Study text:
•••

Coca-Cola (KO 0.95%) is still growing sales at a bubbly clip. The beverage giant recently announced first-quarter earnings results that showed strong growth through late March, even as consumers slowed their spending. There were some other hints of weakness in the report, including slowing sales volumes and a reduced profit margin. But most of the news was good for shareholders.

Let's take a closer look at whether these results mean Coca-Cola stock is still an attractive buy for 2023.

Coca-Cola saw good momentum in Q1

Coke's organic sales rose 12% to kick off fiscal 2023, marking just a modest slowdown compared to the prior quarter's 15% spike. Sales volumes were positive after falling in late 2022, even as Coke charged much higher average prices across its portfolio of still and sparking beverages. These results showed off the industry leader's pricing power. "We are encouraged by our first quarter ... results," CEO James Quincey said in a press release.

•••

Material supplied:

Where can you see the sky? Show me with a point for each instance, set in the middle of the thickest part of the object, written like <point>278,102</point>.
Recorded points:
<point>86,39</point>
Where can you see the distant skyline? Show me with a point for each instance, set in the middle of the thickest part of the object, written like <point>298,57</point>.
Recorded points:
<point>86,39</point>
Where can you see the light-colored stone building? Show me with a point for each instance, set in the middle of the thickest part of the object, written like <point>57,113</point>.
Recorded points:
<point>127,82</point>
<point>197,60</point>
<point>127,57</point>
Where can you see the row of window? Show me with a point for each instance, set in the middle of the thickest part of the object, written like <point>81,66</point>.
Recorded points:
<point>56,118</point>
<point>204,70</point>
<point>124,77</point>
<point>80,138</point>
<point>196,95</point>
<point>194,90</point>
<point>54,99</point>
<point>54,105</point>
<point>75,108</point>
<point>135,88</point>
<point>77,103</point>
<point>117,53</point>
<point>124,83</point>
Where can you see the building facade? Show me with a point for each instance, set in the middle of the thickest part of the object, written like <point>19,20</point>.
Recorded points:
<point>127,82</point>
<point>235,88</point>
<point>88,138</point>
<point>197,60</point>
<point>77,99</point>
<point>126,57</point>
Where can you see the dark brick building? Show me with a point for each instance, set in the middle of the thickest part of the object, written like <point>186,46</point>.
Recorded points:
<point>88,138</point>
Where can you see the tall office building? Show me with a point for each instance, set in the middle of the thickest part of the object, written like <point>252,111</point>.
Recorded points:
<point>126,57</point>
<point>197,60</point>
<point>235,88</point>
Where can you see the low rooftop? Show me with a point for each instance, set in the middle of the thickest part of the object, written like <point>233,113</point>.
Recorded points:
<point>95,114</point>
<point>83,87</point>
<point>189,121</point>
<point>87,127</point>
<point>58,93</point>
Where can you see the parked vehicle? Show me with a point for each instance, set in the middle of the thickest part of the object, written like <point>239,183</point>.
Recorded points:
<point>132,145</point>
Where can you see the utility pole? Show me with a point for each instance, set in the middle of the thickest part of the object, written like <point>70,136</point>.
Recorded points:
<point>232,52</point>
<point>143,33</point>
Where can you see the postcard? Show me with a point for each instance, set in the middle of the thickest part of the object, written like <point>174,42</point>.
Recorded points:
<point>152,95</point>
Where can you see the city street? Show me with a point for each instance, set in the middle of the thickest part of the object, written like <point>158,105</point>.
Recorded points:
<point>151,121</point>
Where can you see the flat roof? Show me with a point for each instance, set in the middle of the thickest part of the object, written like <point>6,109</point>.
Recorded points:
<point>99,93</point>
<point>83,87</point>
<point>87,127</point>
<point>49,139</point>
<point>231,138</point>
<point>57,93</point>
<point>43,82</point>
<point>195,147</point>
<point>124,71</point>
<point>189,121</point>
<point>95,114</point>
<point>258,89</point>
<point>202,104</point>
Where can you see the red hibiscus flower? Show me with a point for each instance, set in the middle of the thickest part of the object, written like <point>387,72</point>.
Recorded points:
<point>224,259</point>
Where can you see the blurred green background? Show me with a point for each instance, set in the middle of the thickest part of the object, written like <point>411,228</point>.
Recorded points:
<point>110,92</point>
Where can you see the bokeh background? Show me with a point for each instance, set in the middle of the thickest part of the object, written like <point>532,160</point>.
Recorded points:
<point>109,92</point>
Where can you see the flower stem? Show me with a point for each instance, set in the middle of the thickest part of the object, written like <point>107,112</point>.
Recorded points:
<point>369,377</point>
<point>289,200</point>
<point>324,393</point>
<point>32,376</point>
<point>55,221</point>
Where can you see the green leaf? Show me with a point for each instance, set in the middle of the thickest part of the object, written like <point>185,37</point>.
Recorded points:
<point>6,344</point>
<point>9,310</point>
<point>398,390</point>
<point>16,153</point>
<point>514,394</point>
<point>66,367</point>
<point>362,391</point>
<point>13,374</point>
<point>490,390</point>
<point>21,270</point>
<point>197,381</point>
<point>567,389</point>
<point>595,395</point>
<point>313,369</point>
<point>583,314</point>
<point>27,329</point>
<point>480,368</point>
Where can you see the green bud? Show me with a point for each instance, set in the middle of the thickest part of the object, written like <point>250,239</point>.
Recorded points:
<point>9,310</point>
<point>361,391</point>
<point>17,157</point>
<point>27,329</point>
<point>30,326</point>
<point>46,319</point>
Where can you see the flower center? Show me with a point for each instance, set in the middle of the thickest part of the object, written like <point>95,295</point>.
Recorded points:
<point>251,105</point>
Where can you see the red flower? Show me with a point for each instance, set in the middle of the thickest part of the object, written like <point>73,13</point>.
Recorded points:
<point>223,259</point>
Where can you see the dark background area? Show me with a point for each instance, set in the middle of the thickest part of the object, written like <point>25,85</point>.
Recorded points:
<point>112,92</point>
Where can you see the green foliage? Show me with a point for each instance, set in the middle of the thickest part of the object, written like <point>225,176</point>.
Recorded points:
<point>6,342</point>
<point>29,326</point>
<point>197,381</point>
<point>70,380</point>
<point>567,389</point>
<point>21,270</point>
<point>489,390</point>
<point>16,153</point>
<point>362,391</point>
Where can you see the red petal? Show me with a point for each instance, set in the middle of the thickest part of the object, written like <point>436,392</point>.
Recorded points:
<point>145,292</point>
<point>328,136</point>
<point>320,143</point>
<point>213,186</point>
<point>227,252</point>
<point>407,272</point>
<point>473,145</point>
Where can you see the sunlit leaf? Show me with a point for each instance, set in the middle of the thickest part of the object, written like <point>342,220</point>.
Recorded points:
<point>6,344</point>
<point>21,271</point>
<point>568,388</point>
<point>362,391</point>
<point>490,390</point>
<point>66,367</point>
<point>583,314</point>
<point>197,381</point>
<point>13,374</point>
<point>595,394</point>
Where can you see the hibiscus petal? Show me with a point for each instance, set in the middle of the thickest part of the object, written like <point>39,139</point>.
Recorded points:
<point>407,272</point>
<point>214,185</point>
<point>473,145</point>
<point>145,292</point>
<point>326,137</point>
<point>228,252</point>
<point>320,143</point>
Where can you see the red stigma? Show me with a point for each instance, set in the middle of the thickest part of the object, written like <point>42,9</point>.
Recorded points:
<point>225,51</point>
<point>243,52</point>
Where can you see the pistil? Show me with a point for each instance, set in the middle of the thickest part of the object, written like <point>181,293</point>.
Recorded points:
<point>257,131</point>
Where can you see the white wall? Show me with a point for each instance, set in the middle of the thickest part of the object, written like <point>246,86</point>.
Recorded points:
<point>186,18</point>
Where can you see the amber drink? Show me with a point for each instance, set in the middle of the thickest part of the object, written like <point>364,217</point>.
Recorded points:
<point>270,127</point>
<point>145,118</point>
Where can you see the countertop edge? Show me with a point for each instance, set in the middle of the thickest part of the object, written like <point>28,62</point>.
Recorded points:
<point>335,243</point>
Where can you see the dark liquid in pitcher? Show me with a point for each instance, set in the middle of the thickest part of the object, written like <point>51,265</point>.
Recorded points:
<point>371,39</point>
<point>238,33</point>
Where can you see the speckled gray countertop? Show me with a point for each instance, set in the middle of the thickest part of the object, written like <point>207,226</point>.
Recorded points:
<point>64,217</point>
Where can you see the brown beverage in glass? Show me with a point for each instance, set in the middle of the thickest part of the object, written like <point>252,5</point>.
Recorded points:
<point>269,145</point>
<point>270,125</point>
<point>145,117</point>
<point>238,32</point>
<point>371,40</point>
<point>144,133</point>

•••

Tasks to perform:
1. For each statement, say yes or no according to the Coca-Cola earnings text and quote the words that decide it. (a) Organic sales rose 12% in the first quarter. (b) Organic sales growth in the prior quarter was 15%. (c) The report showed an increased profit margin.
2. In the Coca-Cola earnings text, who is quoted as CEO in a press release?
Rely only on the Coca-Cola earnings text; nothing outside it counts.

Answer list:
1.
(a) Yes: "Coke's organic sales rose 12% to kick off fiscal 2023"
(b) Yes: "compared to the prior quarter's 15% spike"
(c) No: "a reduced profit margin"

2. James Quincey